BRIEF – Please update the records below by replacing every "innermost point" with "most central point" and keeping everything else the same. Leave the pictures out of your answer.
** start of RECORDS FOR THIS TASK **
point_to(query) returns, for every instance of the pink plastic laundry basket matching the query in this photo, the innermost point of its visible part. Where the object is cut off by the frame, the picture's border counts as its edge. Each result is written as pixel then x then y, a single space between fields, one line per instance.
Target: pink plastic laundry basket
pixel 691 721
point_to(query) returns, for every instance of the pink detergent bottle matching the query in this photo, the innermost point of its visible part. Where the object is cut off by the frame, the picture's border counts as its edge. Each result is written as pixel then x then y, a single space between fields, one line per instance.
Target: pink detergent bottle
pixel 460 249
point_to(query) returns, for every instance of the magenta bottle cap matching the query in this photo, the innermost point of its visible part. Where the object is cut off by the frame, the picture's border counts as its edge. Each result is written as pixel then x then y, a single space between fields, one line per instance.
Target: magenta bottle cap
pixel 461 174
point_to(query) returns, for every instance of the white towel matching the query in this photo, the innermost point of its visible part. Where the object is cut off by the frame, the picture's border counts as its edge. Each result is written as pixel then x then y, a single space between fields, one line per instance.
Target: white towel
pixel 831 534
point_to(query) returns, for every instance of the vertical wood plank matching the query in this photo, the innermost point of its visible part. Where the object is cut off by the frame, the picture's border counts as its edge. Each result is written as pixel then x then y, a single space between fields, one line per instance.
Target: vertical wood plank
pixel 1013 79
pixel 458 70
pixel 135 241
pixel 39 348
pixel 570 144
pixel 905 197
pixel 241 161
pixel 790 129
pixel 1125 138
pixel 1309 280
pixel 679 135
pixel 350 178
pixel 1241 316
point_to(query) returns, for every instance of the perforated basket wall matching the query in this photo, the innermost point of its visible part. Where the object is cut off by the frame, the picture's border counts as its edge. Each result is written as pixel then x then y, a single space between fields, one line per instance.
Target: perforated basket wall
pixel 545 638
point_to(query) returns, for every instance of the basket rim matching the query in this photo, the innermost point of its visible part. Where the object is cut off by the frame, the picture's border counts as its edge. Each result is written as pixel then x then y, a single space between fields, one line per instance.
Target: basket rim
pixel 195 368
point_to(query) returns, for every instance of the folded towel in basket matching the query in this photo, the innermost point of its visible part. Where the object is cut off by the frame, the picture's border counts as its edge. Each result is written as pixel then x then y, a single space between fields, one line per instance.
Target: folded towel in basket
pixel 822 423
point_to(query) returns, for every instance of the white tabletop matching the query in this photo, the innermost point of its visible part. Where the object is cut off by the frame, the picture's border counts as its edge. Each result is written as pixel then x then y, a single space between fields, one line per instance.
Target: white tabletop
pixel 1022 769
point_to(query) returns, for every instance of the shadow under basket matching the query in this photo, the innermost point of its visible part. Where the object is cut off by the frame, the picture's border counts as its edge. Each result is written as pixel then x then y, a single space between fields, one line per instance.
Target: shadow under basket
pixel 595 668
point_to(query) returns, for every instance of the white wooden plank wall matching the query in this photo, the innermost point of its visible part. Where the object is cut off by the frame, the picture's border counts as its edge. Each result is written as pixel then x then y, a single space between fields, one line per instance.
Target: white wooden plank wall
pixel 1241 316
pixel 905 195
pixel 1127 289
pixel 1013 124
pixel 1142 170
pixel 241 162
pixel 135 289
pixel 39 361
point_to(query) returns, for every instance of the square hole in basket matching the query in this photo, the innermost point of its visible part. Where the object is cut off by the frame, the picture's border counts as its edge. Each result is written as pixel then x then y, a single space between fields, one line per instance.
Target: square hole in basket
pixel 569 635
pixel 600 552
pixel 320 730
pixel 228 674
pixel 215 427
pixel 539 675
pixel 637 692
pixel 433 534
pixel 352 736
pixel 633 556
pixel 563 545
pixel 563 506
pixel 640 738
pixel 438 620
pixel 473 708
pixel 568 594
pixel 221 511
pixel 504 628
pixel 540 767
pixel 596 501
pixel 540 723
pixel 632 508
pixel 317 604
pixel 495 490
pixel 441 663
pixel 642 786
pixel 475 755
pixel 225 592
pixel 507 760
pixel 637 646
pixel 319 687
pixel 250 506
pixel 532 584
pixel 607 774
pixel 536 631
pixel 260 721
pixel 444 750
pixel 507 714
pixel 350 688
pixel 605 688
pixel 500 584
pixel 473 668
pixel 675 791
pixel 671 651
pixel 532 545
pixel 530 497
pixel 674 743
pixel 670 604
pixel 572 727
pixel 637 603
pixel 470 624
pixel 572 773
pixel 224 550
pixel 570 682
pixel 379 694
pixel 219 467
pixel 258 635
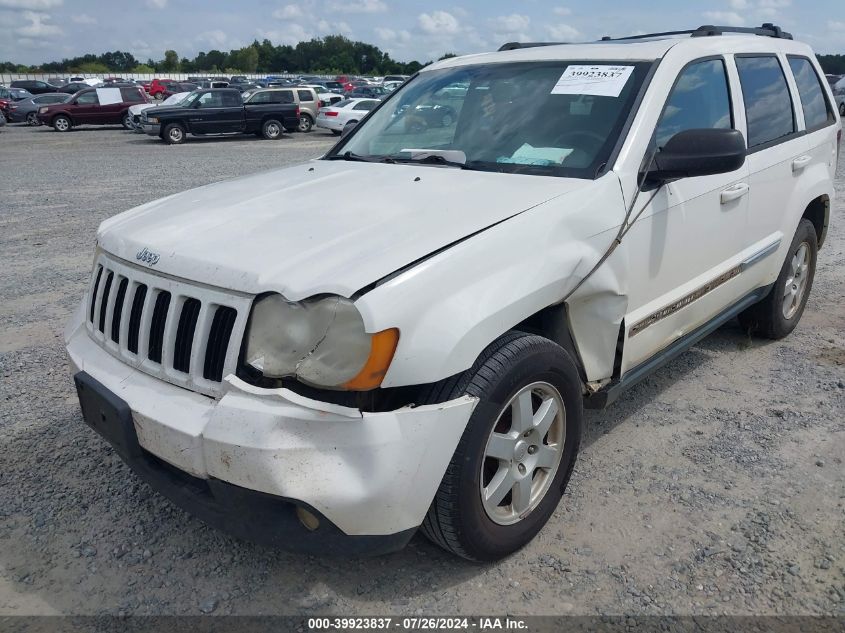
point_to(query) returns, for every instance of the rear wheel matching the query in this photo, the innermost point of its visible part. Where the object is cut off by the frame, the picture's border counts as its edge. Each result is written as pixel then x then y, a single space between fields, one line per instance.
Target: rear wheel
pixel 271 130
pixel 305 123
pixel 516 455
pixel 61 123
pixel 174 134
pixel 777 315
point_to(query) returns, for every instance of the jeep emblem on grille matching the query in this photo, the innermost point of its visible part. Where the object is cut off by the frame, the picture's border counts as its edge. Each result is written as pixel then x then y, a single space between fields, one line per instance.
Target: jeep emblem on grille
pixel 147 257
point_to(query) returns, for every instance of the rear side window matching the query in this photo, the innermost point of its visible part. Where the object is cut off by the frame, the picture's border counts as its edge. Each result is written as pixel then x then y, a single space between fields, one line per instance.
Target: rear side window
pixel 231 99
pixel 132 95
pixel 699 100
pixel 817 111
pixel 768 105
pixel 88 98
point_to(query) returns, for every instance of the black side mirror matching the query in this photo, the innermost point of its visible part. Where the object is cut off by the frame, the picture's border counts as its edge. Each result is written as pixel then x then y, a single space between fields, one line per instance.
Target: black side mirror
pixel 348 128
pixel 699 153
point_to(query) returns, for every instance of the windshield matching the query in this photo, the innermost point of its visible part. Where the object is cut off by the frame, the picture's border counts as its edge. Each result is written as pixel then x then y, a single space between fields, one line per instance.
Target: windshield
pixel 558 118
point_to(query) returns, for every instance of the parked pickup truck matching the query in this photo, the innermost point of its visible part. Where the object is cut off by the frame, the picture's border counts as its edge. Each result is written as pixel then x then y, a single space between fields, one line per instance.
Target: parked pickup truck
pixel 219 111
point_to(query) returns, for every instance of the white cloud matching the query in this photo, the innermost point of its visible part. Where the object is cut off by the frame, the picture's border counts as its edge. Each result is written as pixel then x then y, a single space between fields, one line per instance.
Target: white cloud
pixel 728 18
pixel 215 38
pixel 439 23
pixel 563 32
pixel 510 23
pixel 357 6
pixel 288 12
pixel 30 5
pixel 37 27
pixel 83 18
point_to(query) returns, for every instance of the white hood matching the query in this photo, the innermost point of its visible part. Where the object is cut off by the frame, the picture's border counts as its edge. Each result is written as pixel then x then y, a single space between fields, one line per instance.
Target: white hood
pixel 322 227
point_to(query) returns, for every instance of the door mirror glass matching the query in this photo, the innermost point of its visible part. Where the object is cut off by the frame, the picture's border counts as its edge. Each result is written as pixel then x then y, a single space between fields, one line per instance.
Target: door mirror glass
pixel 694 153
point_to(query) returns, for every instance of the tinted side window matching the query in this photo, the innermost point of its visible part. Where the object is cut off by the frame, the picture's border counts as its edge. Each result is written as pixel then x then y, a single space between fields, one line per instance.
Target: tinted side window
pixel 817 112
pixel 699 100
pixel 231 99
pixel 211 100
pixel 768 105
pixel 88 98
pixel 131 95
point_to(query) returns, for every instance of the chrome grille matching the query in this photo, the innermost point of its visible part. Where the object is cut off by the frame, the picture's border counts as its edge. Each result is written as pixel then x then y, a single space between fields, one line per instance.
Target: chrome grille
pixel 187 334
** end of RECORDS FOR THIS TASK **
PROBLEM SOLUTION –
point_to(query) returns, for every instance of the pink plastic laundry basket matching the query in this photo, the most central point of its visible part. Where the object is cut off by the frame, the picture's border counts as its edge. Each result is written as pixel then x then y, a single space between fields, one line per instance.
Target: pink plastic laundry basket
pixel 691 721
point_to(query) returns, for every instance of the pink detergent bottle matching the query in this photo, the most central point of its visible part. Where the object is cut off by the frame, the picture's border counts as its edge. Each result is written as pixel then x then y, a single space between fields, one line per instance.
Target: pink detergent bottle
pixel 460 249
point_to(query) returns, for every instance of the magenta bottle cap matching the query in this photo, the most central point of its visible part. Where the object is cut off by the frame, the picture's border counts as its edge. Each result is written as pixel then x then y, a single space between fields, one line per instance.
Target: magenta bottle cap
pixel 461 174
point_to(query) returns, for every instance of the white towel matching the query in this photo, the most central point of its visible part. Where the object is cut off by the frame, the picture's border counts as its edge. Each result is written as pixel then x then y, a single space between fields, one line per instance.
Target: white towel
pixel 831 534
point_to(query) returns, for every instance of the vertical wood plank matching the query in this photo, the most central point of its visible part. Where the object is cut off by the frame, the picture's border counts as its edge. Each result is written as pixel then x then y, a single space between fields, one line per instance.
Target: vertical wood plank
pixel 1013 79
pixel 458 70
pixel 135 241
pixel 39 348
pixel 570 144
pixel 905 197
pixel 241 161
pixel 790 129
pixel 1125 138
pixel 1309 280
pixel 679 135
pixel 350 178
pixel 1241 316
point_to(query) returns, for every instance of the perforated basket wall matching the query in this photo, the most central point of its visible part. Where the object is cut off by the frame, the picture's border counts as its edge. Each result is written as pixel then x then y, a single space between fields, one line per instance.
Target: perforated basket wall
pixel 545 638
point_to(query) returns, for every instance of the basket rim matching the query in this photo, the most central point of its visible part. Where the object is cut off by the frame, the picture's border counts as its edge. Each result is written as pixel then x then y, a single space between fields, one line per instance.
Target: basket rim
pixel 195 368
point_to(query) returns, for every instance of the folded towel in basket matching the query in this photo, the most central point of its visible part. Where the object is cut off by the frame, the picture's border counts as its edge. Each result is written as pixel then x then y, a single space between fields, one line per instance.
Target: folded towel in basket
pixel 822 423
point_to(query) returns, for every instance of the white tabletop matching the query in this photo, the most central point of its visible part. Where the object is cut off by the frame, the picture's border counts as its edge. Each result is written as pixel then x then y, a single space between fields, one line per instance.
Target: white tabletop
pixel 1022 769
point_to(query) returns, for every instance of the shadow under basket matching the query in this photo, the most central point of its visible part. Where the object is cut off by the frame, the picture's border counts as its edge. Each result is written as pixel then x then y, a single space between fields, one line per instance.
Target: shadow under basket
pixel 595 668
point_to(query) returns, for every instance of the white wooden plank wall matching the query in this photo, the most central point of its visible part. Where the object is cut off by the frame, the picture's border counts as its edge. Each result is written as pixel then x then y, a single space between fields, one line per instance.
Target: white wooden plank wall
pixel 1241 316
pixel 905 195
pixel 1127 289
pixel 1013 124
pixel 1142 170
pixel 241 162
pixel 135 289
pixel 39 361
point_to(query) returns, for every instance of the square hole in basket matching the query in this photo, the most central point of its visible part. Where the object is cut off by the frame, the picture's border counts as its edge. Each result is written as pixel then x then y, a single space between fields, one line per instance.
Target: square hole in basket
pixel 569 635
pixel 600 552
pixel 320 730
pixel 228 674
pixel 215 427
pixel 539 675
pixel 637 692
pixel 433 534
pixel 352 736
pixel 633 556
pixel 563 545
pixel 563 506
pixel 640 738
pixel 438 620
pixel 473 708
pixel 568 594
pixel 221 511
pixel 504 628
pixel 540 767
pixel 596 501
pixel 540 723
pixel 632 508
pixel 317 604
pixel 495 490
pixel 441 663
pixel 642 786
pixel 475 755
pixel 225 592
pixel 507 760
pixel 637 646
pixel 319 687
pixel 250 506
pixel 532 584
pixel 607 774
pixel 536 631
pixel 260 721
pixel 444 750
pixel 507 714
pixel 350 688
pixel 605 688
pixel 500 584
pixel 473 668
pixel 675 791
pixel 671 651
pixel 532 545
pixel 530 497
pixel 674 743
pixel 670 604
pixel 572 727
pixel 637 603
pixel 470 624
pixel 572 773
pixel 224 550
pixel 570 682
pixel 379 694
pixel 219 467
pixel 258 635
point_to(query) returns, for every instance of the rear wheel matching the query in this photo, the most central point of its visible part. Where the object is cut off by the frame, the picture's border counts as its edge. Each result is written as pixel then x then y, a single space between fields, one line per instance.
Target: rear wheel
pixel 271 130
pixel 305 123
pixel 516 455
pixel 61 123
pixel 174 134
pixel 777 315
point_to(query) returns, for every instance of the jeep emblem on grille matching the query in this photo, the most central point of its visible part. Where the object is cut off by the frame, the picture's border counts as its edge. Each result is written as pixel then x then y, a single space between fields, one line per instance.
Target: jeep emblem on grille
pixel 147 257
point_to(query) returns, for every instance of the rear side window matching the query in this photo, the most central point of its visible part. Where the object is cut off by the frame, the picture's border counts as its edge. Each result is written as pixel then x then y, a single space between fields, one line per instance.
Target: rear side window
pixel 231 99
pixel 132 95
pixel 699 100
pixel 817 111
pixel 768 105
pixel 88 98
point_to(query) returns, for every instance of the black side mirror matching the query in this photo, the most central point of its visible part. Where the object is cut off by the frame, the picture's border counts as its edge. Each result is written as pixel then x then y, a single space between fields, one line per instance.
Target: black side mirror
pixel 348 128
pixel 699 153
point_to(query) returns, for every instance of the windshield matching the query in this photo, the most central point of its visible part. Where the object is cut off by the frame, the picture's border counts as its edge. Each result is written as pixel then x then y, a single space between fields, one line per instance.
Target: windshield
pixel 558 118
point_to(query) returns, for every instance of the parked pickup truck matching the query in this photo, the most central point of its visible part. Where the object is cut off by the frame, the picture's border counts as its edge. Each result is written as pixel then x then y, a single space between fields, one line per instance.
Target: parked pickup truck
pixel 219 111
point_to(query) returns, for every instance of the white cloud matching the query in this photo, the most central point of its visible part. Where the object is cut off by the frame, the picture's border counts as its edge. Each result is written as pixel then x then y, a single space between fields, one line per instance.
Target: white cloud
pixel 728 18
pixel 215 38
pixel 439 23
pixel 563 32
pixel 510 23
pixel 357 6
pixel 288 12
pixel 30 5
pixel 37 27
pixel 83 18
point_to(query) returns, for every instance of the white hood matching the query in this photo, the most central point of its visible part. Where the object is cut off by the frame, the picture's border counts as its edge. Each result is written as pixel then x then y, a single space between fields, one line per instance.
Target: white hood
pixel 322 227
point_to(query) returns, for every instance of the door mirror glass matching the query in this photo, the most central point of its visible part. Where the object is cut off by the frame, the picture's border counts as its edge. Each result is written as pixel then x then y, a single space between fields, one line per instance.
Target: door mirror glass
pixel 694 153
point_to(query) returns, for every instance of the tinted side window matching the query in this photo, the most central point of its visible part. Where the object is cut off by the frame, the picture's border counts as its edge. Each result is written as pixel then x then y, a single space between fields, one line per instance.
Target: tinted side window
pixel 817 112
pixel 699 100
pixel 231 99
pixel 211 100
pixel 768 105
pixel 88 98
pixel 131 95
point_to(query) returns, for every instance of the chrome grille matching the query in this photo, the most central point of its visible part. Where the object is cut off by the frame, the picture's border counts as its edge. Each result is written as pixel then x then y, a single space between fields, one line per instance.
Target: chrome grille
pixel 187 334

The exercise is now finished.